* **ACTION ITEM**: Which lines run from the one containing "Target: black roof rail" through the last line of the records? Copy them exactly, leaving pictures out.

═══ GIVEN DATA ═══

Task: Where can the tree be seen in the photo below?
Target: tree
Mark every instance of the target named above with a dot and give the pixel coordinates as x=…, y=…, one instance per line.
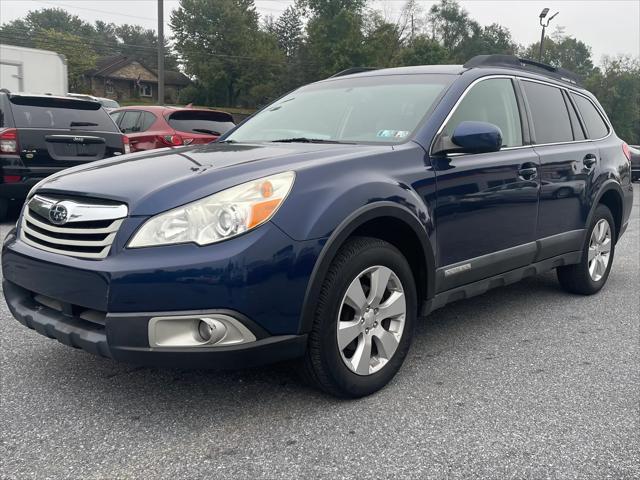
x=220, y=43
x=565, y=52
x=335, y=37
x=617, y=87
x=450, y=24
x=424, y=51
x=79, y=57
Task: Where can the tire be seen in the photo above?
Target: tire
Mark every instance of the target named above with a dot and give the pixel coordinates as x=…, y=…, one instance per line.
x=330, y=368
x=578, y=278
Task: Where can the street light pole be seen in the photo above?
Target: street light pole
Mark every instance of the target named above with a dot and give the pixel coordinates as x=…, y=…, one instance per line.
x=160, y=52
x=544, y=25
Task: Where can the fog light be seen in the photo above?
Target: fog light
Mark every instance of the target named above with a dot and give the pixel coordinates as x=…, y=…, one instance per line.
x=203, y=330
x=211, y=330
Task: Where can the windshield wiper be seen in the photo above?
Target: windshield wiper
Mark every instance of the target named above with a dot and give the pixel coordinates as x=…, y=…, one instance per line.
x=206, y=130
x=304, y=140
x=83, y=124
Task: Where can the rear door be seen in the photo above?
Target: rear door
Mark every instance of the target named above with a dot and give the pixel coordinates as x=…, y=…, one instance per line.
x=568, y=161
x=55, y=133
x=487, y=203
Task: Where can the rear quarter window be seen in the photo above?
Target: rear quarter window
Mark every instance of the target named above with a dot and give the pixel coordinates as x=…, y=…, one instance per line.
x=596, y=126
x=60, y=114
x=551, y=123
x=214, y=123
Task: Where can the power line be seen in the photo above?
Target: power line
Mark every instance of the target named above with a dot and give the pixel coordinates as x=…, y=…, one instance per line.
x=58, y=4
x=117, y=48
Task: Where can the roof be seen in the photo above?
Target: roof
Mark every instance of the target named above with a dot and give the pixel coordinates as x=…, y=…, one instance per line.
x=105, y=66
x=165, y=109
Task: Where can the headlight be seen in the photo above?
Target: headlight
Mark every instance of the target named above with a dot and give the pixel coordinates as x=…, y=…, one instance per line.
x=218, y=217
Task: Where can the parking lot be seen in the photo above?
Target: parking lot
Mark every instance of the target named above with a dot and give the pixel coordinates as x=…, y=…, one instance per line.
x=525, y=381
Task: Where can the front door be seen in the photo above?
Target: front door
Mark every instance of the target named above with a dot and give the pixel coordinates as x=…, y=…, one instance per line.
x=487, y=204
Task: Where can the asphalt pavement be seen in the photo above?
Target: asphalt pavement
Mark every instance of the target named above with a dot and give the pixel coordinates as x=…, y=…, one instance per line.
x=523, y=382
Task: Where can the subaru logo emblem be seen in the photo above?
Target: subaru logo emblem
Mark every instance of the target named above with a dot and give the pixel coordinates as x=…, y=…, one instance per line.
x=58, y=214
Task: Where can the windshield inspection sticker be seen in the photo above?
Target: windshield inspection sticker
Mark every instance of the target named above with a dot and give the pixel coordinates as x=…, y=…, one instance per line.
x=392, y=133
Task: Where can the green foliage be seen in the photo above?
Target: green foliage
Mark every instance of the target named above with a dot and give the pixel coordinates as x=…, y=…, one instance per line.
x=99, y=39
x=235, y=60
x=617, y=86
x=221, y=44
x=79, y=60
x=564, y=51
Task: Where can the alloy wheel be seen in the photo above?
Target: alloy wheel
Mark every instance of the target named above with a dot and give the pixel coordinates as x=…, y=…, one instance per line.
x=599, y=249
x=371, y=320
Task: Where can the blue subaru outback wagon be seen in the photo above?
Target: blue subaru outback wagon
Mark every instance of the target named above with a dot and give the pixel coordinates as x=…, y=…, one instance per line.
x=324, y=226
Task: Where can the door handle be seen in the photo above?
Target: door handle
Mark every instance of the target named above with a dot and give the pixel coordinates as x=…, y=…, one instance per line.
x=589, y=161
x=528, y=171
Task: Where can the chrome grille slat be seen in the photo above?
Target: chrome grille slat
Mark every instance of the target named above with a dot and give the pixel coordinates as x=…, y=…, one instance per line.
x=78, y=243
x=90, y=231
x=77, y=240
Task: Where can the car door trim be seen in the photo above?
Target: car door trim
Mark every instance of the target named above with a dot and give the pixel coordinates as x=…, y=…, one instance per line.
x=495, y=263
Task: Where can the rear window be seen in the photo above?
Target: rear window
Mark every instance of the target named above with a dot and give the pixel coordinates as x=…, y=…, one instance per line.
x=213, y=123
x=60, y=113
x=551, y=122
x=109, y=103
x=596, y=126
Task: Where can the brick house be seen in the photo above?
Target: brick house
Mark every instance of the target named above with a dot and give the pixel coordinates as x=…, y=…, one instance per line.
x=123, y=78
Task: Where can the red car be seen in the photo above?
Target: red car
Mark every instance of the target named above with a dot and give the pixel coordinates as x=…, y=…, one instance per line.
x=149, y=127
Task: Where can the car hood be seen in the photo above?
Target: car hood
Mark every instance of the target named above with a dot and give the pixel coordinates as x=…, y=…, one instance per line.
x=155, y=181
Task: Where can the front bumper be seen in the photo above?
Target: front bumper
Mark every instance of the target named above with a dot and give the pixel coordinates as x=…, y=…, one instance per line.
x=259, y=278
x=124, y=337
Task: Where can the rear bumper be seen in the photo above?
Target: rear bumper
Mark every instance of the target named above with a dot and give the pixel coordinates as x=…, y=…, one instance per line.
x=123, y=337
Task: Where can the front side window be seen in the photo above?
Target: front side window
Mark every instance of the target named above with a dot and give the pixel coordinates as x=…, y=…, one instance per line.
x=384, y=109
x=551, y=123
x=596, y=126
x=492, y=101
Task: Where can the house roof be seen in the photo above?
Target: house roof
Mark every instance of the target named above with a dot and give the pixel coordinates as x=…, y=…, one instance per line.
x=106, y=66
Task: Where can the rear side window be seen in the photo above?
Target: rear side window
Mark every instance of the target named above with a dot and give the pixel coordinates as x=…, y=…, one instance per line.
x=146, y=121
x=60, y=113
x=551, y=122
x=578, y=133
x=492, y=101
x=596, y=126
x=213, y=123
x=129, y=122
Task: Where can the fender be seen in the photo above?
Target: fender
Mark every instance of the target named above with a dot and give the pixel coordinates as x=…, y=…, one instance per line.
x=342, y=232
x=607, y=186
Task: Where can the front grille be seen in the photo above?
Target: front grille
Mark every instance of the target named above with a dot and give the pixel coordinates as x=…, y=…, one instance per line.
x=91, y=238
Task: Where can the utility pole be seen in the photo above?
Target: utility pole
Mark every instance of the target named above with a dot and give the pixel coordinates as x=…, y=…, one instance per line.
x=160, y=52
x=544, y=25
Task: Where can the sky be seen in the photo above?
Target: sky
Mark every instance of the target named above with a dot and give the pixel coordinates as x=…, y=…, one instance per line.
x=610, y=27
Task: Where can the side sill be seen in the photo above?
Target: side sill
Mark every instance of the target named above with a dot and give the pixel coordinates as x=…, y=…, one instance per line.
x=507, y=278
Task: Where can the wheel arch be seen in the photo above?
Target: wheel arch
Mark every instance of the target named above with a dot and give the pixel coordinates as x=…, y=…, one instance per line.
x=610, y=195
x=367, y=221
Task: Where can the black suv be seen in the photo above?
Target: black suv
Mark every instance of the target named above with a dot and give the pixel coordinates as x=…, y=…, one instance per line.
x=42, y=134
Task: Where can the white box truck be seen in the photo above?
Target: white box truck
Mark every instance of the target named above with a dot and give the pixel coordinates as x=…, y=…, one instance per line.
x=33, y=71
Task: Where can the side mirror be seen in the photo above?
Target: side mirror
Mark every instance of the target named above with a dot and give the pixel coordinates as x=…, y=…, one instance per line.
x=471, y=137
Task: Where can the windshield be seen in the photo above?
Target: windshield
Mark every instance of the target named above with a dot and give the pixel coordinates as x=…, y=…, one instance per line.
x=366, y=109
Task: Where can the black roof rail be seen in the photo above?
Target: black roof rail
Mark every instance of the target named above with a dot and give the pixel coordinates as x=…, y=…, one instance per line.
x=351, y=70
x=511, y=61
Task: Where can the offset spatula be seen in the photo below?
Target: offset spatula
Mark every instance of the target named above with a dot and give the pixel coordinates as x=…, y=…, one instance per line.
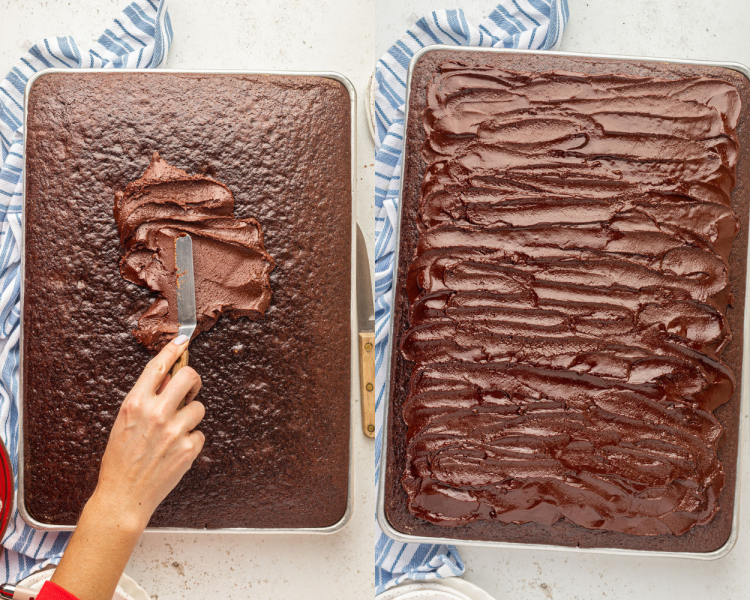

═══

* **ANSWER TO THE EXERCISE**:
Target: black roof rail
Mark every instance of the target named above with a dot and give the pixel coordinates as x=…, y=…, one instance per line.
x=351, y=70
x=511, y=61
Task: Where can the offset spatula be seen in the photo below?
Target: offset spatula
Mark every instance of the target named above with a dot and give the pixel coordinates as x=…, y=…, one instance per line.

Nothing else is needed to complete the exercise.